◆ **OBJECTIVE A**: According to the passage on the October 2015 Hindu Kush earthquake, at what depth did the earthquake occur?

◆ **EXCERPTED PASSAGE**:
******

The October 2015 Hindu Kush earthquake was a magnitude 7.5 earthquake that struck South Asia on 26 October 2015, at 13:39 AFT (14:09 PKT; 14:39 IST; 09:09 UTC) with the epicenter 45 km north of Kuran wa Munjan, Afghanistan, at a depth of 212.5 km.

By 5 November, it was estimated that at least 399 people were killed, mostly in Pakistan. Tremors were felt in Pakistan, Uzbekistan, Turkmenistan, Tajikistan and Kyrgyzstan. According to the United States Geological Survey (USGS), Pakistan is located in one of the most earthquake active zones in the world.  The earthquake was also felt in New Delhi, in both Pakistan's Azad Kashmir territory, and the Indian state of Jammu and Kashmir and as far as Lucknow and in the prefectures of Kashgar, Aksu, Hotan, and Kizilsu in Xinjiang, China while damage was also reported in Afghan capital Kabul. The earthquake was also felt in the Nepalese capital of Kathmandu.

Background

The Himalayan mountains, pushed up by the collision of tectonic plates, are prone to devastating quakes. An earthquake in April 2015, Nepal's worst in 80 years, killed over 8,600 people.

The last major earthquake in the same region of similar magnitude (7.6 Mw) was almost exactly ten years prior in October 2005, which resulted in 87,351 deaths, 75,266 injured, 2.8 million people being displaced, and 250,000 farm animals dying. The notable difference between this earthquake and the 2005 earthquake is the focal depth and its location with respect to the densely populated areas. The 2005 earthquake was 15 km deep and centered close to some densely populated areas while this earthquake was 212.5 km deep and centered farther from populated areas, reducing its damaging effects.

******

[Entries from a dataset]

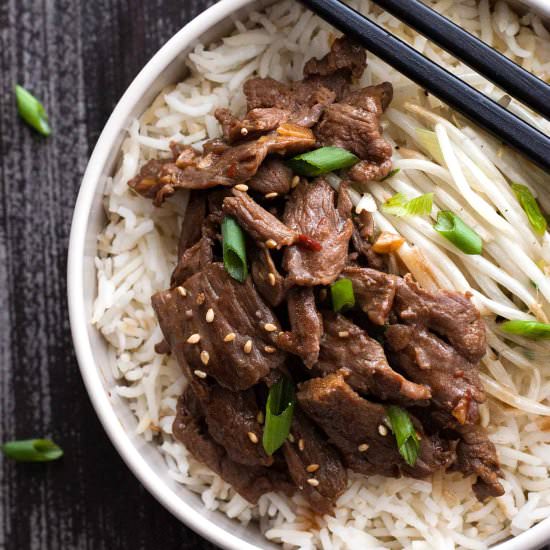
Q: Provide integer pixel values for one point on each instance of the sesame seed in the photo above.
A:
(210, 315)
(382, 430)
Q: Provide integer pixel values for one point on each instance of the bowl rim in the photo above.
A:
(534, 537)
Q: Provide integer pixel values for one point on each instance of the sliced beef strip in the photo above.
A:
(307, 326)
(237, 309)
(346, 346)
(476, 454)
(229, 167)
(251, 482)
(231, 417)
(354, 124)
(449, 314)
(356, 426)
(271, 285)
(311, 211)
(273, 176)
(330, 475)
(261, 225)
(374, 291)
(425, 358)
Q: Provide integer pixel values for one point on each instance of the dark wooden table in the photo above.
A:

******

◆ **OBJECTIVE B**: Transcribe the dataset entries above verbatim, omitting the pictures.

◆ **RESULT A**: 212.5 km

◆ **RESULT B**:
Q: Provide integer pixel values for one point on each instance of the sesame seed in the photo above.
A:
(210, 315)
(382, 430)
Q: Provide integer pixel values for one point on each instance of the bowl rim in the photo above.
A:
(534, 537)
Q: Provide integer pixel values for one point on each instance of the sliced beef strip in the photo above.
A:
(307, 326)
(237, 309)
(346, 346)
(476, 454)
(229, 167)
(251, 482)
(231, 417)
(354, 124)
(449, 314)
(356, 426)
(271, 285)
(311, 211)
(273, 176)
(330, 475)
(261, 225)
(374, 291)
(425, 358)
Q: Provide integer pixel values for one point on each instance of the dark wooden table in the photo above.
A:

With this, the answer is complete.